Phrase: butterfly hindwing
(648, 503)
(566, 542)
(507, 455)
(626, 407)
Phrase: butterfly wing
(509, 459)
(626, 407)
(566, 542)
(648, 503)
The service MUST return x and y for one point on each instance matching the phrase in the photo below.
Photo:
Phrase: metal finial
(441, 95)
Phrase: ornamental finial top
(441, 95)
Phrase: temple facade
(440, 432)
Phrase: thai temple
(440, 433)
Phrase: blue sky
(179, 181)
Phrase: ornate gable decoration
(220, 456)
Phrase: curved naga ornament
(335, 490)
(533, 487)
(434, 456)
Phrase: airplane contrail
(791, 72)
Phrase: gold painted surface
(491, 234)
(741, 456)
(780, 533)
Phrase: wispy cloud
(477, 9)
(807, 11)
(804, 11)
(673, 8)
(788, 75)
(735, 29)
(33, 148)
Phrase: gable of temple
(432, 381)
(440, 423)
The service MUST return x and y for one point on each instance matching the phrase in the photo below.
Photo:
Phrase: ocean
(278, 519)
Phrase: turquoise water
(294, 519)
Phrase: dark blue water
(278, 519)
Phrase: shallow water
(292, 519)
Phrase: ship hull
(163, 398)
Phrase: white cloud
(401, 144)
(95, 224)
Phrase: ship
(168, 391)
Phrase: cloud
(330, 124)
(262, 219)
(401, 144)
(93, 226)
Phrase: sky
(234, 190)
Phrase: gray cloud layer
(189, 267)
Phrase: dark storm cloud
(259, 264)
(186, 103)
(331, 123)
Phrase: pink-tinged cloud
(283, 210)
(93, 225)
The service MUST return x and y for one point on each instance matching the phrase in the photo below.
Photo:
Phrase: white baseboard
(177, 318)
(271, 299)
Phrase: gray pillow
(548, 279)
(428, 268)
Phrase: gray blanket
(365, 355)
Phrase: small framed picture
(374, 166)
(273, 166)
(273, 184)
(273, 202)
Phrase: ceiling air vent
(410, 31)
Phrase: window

Exercise task | Put every line of the rows above into a numbered list, leaving out any blank lines.

The answer |
1. Phrase: butterfly hindwing
2. (648, 503)
3. (566, 542)
4. (507, 455)
5. (626, 407)
6. Phrase: butterfly wing
7. (509, 459)
8. (626, 407)
9. (566, 542)
10. (648, 503)
11. The service MUST return x and y for one point on each instance matching the phrase in the photo below.
12. Photo:
13. Phrase: metal finial
14. (441, 95)
15. Phrase: ornamental finial top
16. (441, 95)
17. Phrase: temple facade
18. (440, 432)
19. Phrase: thai temple
20. (440, 433)
21. Phrase: blue sky
22. (179, 181)
23. Phrase: ornate gable decoration
24. (220, 456)
25. Phrase: curved naga ornament
26. (335, 490)
27. (533, 487)
28. (434, 456)
29. Phrase: airplane contrail
30. (791, 72)
31. Phrase: gold painted surface
32. (491, 234)
33. (741, 456)
34. (780, 533)
35. Phrase: wispy cloud
36. (477, 9)
37. (807, 11)
38. (804, 11)
39. (673, 8)
40. (788, 75)
41. (735, 29)
42. (33, 148)
43. Phrase: gable of temple
44. (432, 381)
45. (440, 423)
46. The service MUST return x and y for one point on each instance matching the phrase in the photo below.
47. Photo:
48. Phrase: ocean
49. (278, 519)
50. Phrase: turquoise water
51. (294, 519)
52. Phrase: dark blue water
53. (278, 519)
54. Phrase: shallow water
55. (292, 519)
56. Phrase: ship hull
57. (163, 398)
58. Phrase: white cloud
59. (401, 144)
60. (95, 224)
61. Phrase: ship
62. (168, 391)
63. Phrase: cloud
64. (330, 124)
65. (262, 219)
66. (401, 144)
67. (93, 226)
68. Phrase: sky
69. (234, 190)
70. Phrase: gray cloud layer
71. (189, 267)
72. Phrase: dark storm cloud
73. (259, 264)
74. (186, 103)
75. (331, 123)
76. Phrase: pink-tinged cloud
77. (283, 210)
78. (93, 225)
79. The service MUST return x and y for one point on each instance matching the phrase in the photo below.
80. Photo:
81. Phrase: white baseboard
82. (177, 318)
83. (271, 299)
84. Phrase: gray pillow
85. (548, 279)
86. (428, 268)
87. Phrase: gray blanket
88. (365, 355)
89. Phrase: small framed picture
90. (374, 166)
91. (273, 166)
92. (273, 184)
93. (273, 202)
94. Phrase: ceiling air vent
95. (410, 31)
96. Phrase: window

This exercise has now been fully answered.